The second reason the course change was beneficial was being able to cut the corners off the curvy road, or run the tangents.  With both lanes closed, we were not forced to stick to the edges of the road and could run in the middle, effectively making the course shorter.  Although I learned pretty quickly that due to the steep pitch or camber of the road, running the absolute shortest line between two corners was not ideal, so I stuck closer to the double yellow lines than I would have had it been flat.

Just before the turn-around, I opened a Salted Peanut Butter gel and had about half of it.  I’ve been experimenting with adding less water to make the package smaller and it was far too thick and gooey for me.  Back to the original recipe!  Glad I didn’t find this out in Richmond!

Second Half:  6:30, 6:41, 6:33, 6:32, 6:45, 6:47 (hills), 6:33.  Now it’s time to turn up the effort. Right into the headwind.  I was hoping that I’d be in a pack of runners so that I could use someone to draft off of, but I was almost completely alone for the second half.  I picked up the pace and moved to equal breath in and out.  It was never a panicky, hyper-ventilated breath, but it is a hard, yet controlled effort.  This kind of breathing is what I really want to master.

Goal of the exercise => Reproduce the race report above word for word, from start to finish. You won't need the records for any of this.

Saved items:
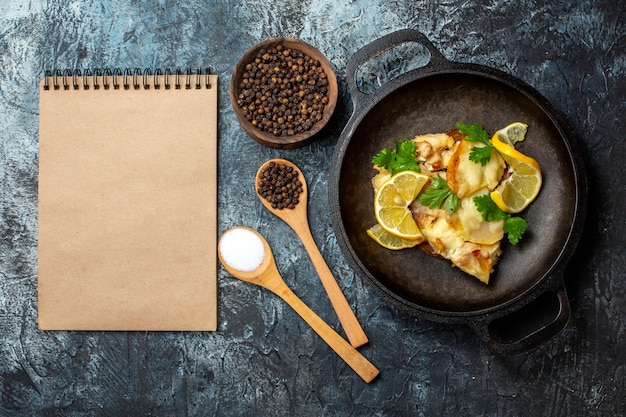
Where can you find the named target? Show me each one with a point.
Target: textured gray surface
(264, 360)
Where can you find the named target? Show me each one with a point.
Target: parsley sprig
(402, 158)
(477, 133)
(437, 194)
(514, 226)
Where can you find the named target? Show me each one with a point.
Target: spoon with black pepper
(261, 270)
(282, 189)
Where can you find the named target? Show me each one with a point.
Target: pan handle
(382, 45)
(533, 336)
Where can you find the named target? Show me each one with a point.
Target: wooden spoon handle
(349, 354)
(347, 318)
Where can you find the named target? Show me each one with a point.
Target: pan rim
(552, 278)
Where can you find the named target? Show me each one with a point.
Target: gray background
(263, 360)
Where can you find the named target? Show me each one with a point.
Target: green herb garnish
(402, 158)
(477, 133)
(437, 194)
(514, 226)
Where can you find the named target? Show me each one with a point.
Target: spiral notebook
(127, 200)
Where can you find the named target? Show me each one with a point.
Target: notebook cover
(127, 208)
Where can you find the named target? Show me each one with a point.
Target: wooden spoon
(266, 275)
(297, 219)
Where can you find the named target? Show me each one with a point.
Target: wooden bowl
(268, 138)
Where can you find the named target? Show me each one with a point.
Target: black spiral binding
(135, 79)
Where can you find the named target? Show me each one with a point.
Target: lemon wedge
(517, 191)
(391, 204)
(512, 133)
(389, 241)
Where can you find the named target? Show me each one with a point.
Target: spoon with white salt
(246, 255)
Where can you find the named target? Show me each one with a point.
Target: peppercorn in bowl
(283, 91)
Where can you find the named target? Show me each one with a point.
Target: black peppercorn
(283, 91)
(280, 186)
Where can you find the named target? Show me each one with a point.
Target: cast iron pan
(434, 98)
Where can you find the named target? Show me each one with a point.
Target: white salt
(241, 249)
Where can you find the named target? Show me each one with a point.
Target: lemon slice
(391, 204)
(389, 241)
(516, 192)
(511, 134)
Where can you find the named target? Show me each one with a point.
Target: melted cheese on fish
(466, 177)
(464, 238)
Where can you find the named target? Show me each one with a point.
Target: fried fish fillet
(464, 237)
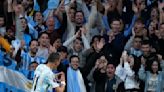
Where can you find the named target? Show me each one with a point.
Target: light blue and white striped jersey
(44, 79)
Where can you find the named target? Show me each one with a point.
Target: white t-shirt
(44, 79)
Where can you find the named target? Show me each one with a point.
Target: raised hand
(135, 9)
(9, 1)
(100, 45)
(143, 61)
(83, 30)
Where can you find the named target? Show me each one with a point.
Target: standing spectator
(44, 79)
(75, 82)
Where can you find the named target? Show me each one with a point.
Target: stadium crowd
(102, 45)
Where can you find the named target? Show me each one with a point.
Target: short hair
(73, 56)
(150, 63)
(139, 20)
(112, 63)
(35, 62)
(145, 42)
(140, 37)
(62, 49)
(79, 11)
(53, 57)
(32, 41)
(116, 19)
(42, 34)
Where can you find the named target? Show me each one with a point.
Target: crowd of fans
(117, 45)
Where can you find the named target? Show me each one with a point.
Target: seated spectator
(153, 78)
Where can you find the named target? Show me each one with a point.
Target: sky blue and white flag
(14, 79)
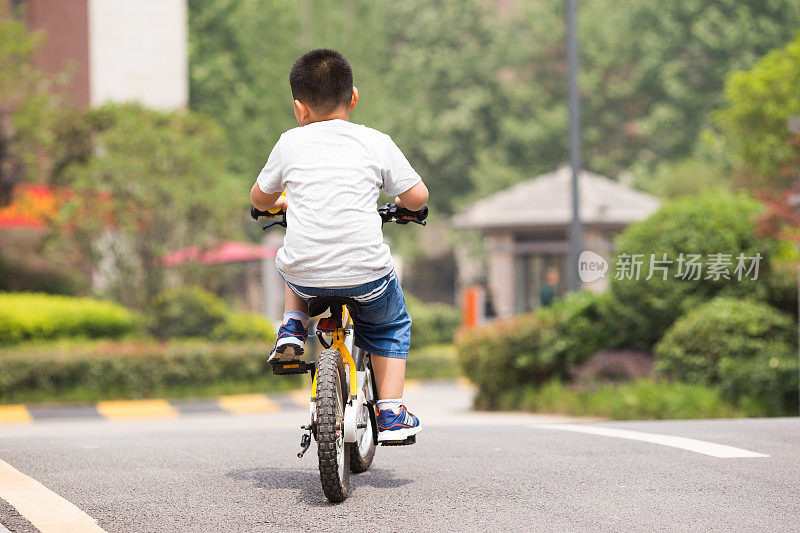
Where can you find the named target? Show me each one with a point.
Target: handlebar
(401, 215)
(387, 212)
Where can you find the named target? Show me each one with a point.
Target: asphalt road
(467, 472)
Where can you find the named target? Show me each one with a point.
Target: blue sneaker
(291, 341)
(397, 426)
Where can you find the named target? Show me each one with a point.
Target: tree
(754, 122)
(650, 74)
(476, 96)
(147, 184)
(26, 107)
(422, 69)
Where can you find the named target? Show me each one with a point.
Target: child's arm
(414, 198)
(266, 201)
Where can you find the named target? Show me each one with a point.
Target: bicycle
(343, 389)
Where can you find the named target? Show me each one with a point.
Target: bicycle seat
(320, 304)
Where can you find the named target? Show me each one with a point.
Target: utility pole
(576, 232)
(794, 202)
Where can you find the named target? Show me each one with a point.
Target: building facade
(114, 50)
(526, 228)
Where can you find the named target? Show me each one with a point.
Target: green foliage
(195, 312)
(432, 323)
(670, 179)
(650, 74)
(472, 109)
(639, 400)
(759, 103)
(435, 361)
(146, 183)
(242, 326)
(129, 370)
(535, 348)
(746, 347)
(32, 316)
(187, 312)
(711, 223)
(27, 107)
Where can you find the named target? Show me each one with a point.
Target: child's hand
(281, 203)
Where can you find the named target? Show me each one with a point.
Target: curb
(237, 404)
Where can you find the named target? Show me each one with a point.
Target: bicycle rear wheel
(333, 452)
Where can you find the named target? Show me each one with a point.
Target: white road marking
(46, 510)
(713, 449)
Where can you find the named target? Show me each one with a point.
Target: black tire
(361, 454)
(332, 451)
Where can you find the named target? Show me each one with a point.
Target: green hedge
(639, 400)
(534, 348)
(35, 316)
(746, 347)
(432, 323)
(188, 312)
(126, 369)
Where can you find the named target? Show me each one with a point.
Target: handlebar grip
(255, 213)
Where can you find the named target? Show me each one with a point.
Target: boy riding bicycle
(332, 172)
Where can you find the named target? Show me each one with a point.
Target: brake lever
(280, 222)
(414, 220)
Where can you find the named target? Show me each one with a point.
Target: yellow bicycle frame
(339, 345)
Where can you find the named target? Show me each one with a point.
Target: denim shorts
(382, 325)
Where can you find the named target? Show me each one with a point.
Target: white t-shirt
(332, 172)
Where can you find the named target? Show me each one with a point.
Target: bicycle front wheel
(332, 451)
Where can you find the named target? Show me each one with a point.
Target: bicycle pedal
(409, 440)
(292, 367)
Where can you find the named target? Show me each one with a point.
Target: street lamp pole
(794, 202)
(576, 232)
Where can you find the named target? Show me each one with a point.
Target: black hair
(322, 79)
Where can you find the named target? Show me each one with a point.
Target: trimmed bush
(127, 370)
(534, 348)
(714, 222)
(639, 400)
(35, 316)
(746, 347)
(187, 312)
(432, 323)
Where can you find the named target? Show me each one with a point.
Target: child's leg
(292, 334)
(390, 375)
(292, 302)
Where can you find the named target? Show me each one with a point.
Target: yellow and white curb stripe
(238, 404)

Solution =>
The second reason the course change was beneficial was being able to cut the corners off the curvy road, or run the tangents.  With both lanes closed, we were not forced to stick to the edges of the road and could run in the middle, effectively making the course shorter.  Although I learned pretty quickly that due to the steep pitch or camber of the road, running the absolute shortest line between two corners was not ideal, so I stuck closer to the double yellow lines than I would have had it been flat.

Just before the turn-around, I opened a Salted Peanut Butter gel and had about half of it.  I’ve been experimenting with adding less water to make the package smaller and it was far too thick and gooey for me.  Back to the original recipe!  Glad I didn’t find this out in Richmond!

Second Half:  6:30, 6:41, 6:33, 6:32, 6:45, 6:47 (hills), 6:33.  Now it’s time to turn up the effort. Right into the headwind.  I was hoping that I’d be in a pack of runners so that I could use someone to draft off of, but I was almost completely alone for the second half.  I picked up the pace and moved to equal breath in and out.  It was never a panicky, hyper-ventilated breath, but it is a hard, yet controlled effort.  This kind of breathing is what I really want to master.